[Task]
Could you copy each line of the listing that holds "rough"?

[Task data]
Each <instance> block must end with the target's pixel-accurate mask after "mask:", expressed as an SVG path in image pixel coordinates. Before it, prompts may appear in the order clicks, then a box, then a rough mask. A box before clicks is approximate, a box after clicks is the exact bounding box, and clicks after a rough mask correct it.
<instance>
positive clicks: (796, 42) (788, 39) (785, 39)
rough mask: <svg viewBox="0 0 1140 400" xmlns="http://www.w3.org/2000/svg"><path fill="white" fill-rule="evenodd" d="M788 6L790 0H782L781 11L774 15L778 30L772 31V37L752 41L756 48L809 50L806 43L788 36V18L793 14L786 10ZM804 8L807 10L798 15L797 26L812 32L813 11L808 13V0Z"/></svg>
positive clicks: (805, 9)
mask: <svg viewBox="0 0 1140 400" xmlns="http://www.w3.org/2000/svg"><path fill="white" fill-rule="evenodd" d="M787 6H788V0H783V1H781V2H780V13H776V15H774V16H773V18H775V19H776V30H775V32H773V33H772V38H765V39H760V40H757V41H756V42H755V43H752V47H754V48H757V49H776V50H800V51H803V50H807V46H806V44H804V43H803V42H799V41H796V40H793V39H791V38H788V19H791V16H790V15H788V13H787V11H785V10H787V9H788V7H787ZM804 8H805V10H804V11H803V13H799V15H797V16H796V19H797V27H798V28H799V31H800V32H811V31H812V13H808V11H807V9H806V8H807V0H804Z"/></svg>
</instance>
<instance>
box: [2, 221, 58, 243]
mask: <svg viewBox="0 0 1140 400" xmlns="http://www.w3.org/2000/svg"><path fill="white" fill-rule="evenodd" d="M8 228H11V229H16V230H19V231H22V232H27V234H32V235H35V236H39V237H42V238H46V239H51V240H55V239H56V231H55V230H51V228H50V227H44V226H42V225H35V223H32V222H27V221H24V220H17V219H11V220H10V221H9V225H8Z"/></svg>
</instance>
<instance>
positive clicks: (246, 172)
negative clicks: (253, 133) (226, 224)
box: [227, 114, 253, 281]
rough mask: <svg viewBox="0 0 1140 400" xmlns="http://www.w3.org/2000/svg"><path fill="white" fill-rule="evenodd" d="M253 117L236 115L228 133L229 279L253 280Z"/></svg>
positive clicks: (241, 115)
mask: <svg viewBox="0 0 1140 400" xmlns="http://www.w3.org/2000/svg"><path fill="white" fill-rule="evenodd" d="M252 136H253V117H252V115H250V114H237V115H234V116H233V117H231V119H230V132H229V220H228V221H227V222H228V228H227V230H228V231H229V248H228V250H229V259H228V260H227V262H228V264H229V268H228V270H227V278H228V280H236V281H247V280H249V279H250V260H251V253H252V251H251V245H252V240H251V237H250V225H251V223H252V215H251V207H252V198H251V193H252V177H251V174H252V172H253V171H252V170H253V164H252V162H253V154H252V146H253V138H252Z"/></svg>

[Task response]
Each <instance> block must end with the target's pixel-accurate mask after "mask:", expressed as an SVG path in image pixel coordinates. Before it, prompts may appear in the order clicks, then a box, then a rough mask. A box before clicks is approximate, a box after clicks is the exact bounding box, and clicks after a rough mask correct it.
rough mask: <svg viewBox="0 0 1140 400" xmlns="http://www.w3.org/2000/svg"><path fill="white" fill-rule="evenodd" d="M788 6L790 0H782L781 11L774 15L778 30L772 31V37L752 41L756 48L809 50L806 43L788 36V18L793 14L786 10ZM804 8L807 10L798 15L797 26L812 32L813 11L808 13V0Z"/></svg>
rough mask: <svg viewBox="0 0 1140 400" xmlns="http://www.w3.org/2000/svg"><path fill="white" fill-rule="evenodd" d="M253 117L236 115L228 133L229 279L253 280Z"/></svg>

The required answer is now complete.